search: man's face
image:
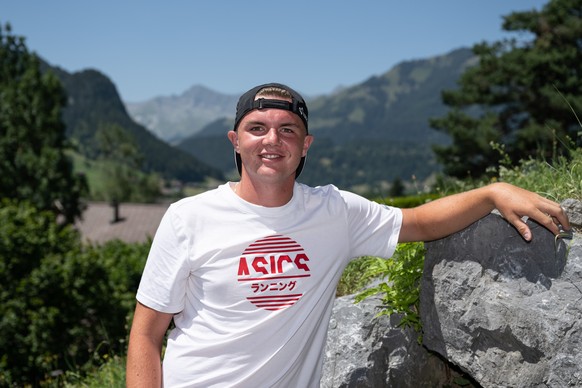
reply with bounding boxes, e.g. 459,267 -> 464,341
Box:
228,98 -> 313,184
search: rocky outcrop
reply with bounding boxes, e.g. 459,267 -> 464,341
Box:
321,294 -> 454,388
421,210 -> 581,387
323,200 -> 581,387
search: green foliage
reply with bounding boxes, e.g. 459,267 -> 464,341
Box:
69,151 -> 162,203
492,142 -> 582,202
0,23 -> 87,224
354,243 -> 426,336
0,199 -> 79,286
336,256 -> 381,297
374,193 -> 441,209
431,134 -> 582,203
93,124 -> 161,203
62,355 -> 126,388
431,0 -> 582,179
0,200 -> 150,386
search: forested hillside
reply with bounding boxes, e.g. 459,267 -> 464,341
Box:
44,64 -> 224,183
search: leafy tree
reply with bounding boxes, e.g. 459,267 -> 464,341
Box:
95,123 -> 161,208
431,0 -> 582,178
0,23 -> 87,224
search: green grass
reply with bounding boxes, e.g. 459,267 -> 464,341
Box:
67,151 -> 110,199
496,150 -> 582,202
61,355 -> 126,388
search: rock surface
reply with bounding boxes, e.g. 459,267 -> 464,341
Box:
321,294 -> 453,388
421,211 -> 582,387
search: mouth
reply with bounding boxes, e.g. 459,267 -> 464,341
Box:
260,153 -> 283,160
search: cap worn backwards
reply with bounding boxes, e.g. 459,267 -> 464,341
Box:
232,82 -> 309,178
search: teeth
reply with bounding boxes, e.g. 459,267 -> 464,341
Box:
262,154 -> 280,159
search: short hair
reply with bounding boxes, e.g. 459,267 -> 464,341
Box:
255,86 -> 293,100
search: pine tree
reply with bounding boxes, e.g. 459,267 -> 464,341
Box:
431,0 -> 582,178
0,23 -> 87,224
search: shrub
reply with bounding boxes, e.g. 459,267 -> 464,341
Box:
354,243 -> 426,336
0,199 -> 150,386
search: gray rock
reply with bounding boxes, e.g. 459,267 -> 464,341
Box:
562,198 -> 582,228
321,294 -> 452,388
421,211 -> 582,387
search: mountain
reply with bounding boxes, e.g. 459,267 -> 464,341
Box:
125,85 -> 239,144
178,117 -> 236,175
176,48 -> 476,191
44,63 -> 224,183
308,48 -> 476,144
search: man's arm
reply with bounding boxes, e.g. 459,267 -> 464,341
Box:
399,182 -> 570,243
126,302 -> 174,388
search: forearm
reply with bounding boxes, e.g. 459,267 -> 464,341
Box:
126,302 -> 173,388
126,334 -> 163,388
399,182 -> 569,242
400,184 -> 495,242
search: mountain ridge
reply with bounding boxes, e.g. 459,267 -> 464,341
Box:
42,62 -> 224,183
125,84 -> 239,144
126,47 -> 473,148
174,47 -> 475,190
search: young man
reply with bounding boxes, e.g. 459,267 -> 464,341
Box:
127,83 -> 570,387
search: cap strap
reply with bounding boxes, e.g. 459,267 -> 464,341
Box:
252,98 -> 308,131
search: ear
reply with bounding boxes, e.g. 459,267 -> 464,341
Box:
227,130 -> 239,152
302,134 -> 314,157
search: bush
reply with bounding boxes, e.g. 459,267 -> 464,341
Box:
0,200 -> 149,386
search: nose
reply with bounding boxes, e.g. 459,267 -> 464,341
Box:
264,128 -> 281,145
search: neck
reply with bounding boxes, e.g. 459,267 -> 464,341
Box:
233,178 -> 295,207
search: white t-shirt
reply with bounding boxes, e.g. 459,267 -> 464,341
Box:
137,182 -> 402,387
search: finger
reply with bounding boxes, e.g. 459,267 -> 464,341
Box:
540,199 -> 571,230
529,209 -> 562,236
505,214 -> 533,241
557,205 -> 571,231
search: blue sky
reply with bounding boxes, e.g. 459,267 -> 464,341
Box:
3,1 -> 547,102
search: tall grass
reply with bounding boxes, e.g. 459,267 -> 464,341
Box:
495,147 -> 582,202
60,355 -> 126,388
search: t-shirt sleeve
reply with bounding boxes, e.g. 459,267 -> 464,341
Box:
341,190 -> 403,259
136,204 -> 191,314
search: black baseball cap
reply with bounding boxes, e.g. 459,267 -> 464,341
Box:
232,82 -> 309,178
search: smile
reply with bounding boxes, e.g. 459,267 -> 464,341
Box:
261,154 -> 282,159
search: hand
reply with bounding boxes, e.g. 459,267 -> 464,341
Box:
490,183 -> 571,241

****

Description of the task: Where a line in the records above includes the string "grass", show it.

Output:
search: green grass
search: tall grass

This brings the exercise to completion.